[Stored items]

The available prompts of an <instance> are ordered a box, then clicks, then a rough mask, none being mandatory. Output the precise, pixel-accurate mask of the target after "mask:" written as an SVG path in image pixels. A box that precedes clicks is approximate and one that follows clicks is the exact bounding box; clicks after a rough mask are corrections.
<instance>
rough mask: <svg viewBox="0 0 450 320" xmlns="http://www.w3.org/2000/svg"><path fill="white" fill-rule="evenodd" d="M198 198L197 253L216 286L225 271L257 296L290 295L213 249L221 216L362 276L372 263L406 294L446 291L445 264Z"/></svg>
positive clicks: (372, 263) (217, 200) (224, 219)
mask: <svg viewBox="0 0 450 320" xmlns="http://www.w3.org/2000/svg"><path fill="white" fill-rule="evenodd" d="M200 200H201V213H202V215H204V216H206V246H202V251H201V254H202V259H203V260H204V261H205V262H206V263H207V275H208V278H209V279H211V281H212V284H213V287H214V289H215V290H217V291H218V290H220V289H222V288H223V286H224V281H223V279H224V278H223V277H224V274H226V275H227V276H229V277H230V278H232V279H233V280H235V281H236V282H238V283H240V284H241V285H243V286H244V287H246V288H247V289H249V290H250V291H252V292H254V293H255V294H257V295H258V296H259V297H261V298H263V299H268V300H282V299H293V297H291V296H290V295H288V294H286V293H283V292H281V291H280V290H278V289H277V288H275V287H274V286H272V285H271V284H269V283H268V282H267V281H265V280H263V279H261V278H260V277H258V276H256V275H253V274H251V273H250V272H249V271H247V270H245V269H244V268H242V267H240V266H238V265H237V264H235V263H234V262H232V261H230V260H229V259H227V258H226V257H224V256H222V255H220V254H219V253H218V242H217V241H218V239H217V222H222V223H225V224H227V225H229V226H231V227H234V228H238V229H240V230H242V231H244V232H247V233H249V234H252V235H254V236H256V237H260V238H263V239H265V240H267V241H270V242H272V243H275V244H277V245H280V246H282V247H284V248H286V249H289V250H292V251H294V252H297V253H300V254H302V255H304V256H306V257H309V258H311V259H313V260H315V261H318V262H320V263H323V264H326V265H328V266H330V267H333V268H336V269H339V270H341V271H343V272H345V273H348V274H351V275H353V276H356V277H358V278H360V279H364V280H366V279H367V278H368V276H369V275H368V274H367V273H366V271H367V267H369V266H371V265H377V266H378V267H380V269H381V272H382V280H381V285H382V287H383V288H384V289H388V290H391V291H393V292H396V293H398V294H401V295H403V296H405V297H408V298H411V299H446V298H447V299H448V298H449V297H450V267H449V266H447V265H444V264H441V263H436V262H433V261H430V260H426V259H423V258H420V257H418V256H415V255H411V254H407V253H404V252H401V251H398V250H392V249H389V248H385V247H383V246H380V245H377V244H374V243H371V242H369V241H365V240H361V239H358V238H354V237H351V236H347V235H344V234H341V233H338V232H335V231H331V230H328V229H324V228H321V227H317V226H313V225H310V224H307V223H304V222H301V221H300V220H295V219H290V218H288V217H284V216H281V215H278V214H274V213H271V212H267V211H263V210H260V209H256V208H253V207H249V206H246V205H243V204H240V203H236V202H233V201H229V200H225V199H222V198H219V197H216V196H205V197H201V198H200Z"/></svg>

** EXERCISE DESCRIPTION **
Those lines of the records that contain the string "rough" should be identified and copied.

** RESULT OF THIS TASK **
The available prompts of an <instance> are ordered a box, then clicks, then a rough mask, none being mandatory. Output the precise, pixel-accurate mask of the target after "mask:" written as an SVG path in image pixels. A box that precedes clicks is approximate and one that follows clicks is the exact bounding box; clicks after a rough mask are corrections.
rough mask: <svg viewBox="0 0 450 320" xmlns="http://www.w3.org/2000/svg"><path fill="white" fill-rule="evenodd" d="M198 198L197 253L216 286L225 271L257 296L290 295L213 249L221 216L362 276L372 263L406 294L446 291L445 264Z"/></svg>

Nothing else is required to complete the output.